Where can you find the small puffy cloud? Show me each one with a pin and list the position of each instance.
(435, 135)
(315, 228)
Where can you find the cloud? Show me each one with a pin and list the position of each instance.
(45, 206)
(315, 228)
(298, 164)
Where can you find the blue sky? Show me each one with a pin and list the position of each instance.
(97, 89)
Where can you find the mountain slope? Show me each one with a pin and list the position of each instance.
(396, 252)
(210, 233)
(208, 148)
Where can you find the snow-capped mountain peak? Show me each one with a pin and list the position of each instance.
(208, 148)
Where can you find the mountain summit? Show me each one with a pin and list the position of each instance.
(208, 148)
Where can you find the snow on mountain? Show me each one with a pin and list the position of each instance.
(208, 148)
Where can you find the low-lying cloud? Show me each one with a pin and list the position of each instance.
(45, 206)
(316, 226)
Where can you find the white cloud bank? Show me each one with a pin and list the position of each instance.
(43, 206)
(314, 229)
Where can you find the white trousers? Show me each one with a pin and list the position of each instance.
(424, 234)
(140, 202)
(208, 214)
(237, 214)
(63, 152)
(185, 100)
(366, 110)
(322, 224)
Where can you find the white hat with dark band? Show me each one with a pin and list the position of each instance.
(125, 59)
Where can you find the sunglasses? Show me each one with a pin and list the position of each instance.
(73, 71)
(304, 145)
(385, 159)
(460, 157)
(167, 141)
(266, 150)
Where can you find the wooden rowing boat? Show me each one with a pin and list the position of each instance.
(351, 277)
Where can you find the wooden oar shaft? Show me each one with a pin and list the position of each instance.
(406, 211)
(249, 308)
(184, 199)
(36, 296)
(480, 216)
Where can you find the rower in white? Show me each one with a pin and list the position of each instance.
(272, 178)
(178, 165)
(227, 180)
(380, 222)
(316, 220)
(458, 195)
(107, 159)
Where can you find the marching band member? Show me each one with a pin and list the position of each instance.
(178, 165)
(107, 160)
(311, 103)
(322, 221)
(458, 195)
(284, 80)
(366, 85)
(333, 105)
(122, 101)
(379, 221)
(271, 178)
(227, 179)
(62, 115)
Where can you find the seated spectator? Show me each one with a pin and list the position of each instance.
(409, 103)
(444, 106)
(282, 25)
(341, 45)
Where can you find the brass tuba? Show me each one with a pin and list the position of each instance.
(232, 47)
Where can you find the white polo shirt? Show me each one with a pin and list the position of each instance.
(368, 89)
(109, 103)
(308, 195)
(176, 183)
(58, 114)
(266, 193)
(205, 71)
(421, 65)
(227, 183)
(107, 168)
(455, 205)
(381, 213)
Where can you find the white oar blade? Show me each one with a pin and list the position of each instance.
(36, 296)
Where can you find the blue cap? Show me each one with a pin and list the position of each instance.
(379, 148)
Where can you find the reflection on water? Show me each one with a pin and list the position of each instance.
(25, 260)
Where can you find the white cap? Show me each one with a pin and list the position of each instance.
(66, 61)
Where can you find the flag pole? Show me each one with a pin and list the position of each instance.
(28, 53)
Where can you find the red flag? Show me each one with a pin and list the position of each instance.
···
Each line from the one holding "Where can you find the white cap?" down to the end of the records above is to be repeated exactly; no other line belongs in the reply.

> RESPONSE TO THIS EXERCISE:
Where can you find the white cap? Show me each one with a pin and list the position of each instance.
(66, 61)
Where can you find the flag pole? Show me each one with a pin and list the position of each instance.
(28, 53)
Where can you find the red flag? Show me each one with a pin and list the position of each instance.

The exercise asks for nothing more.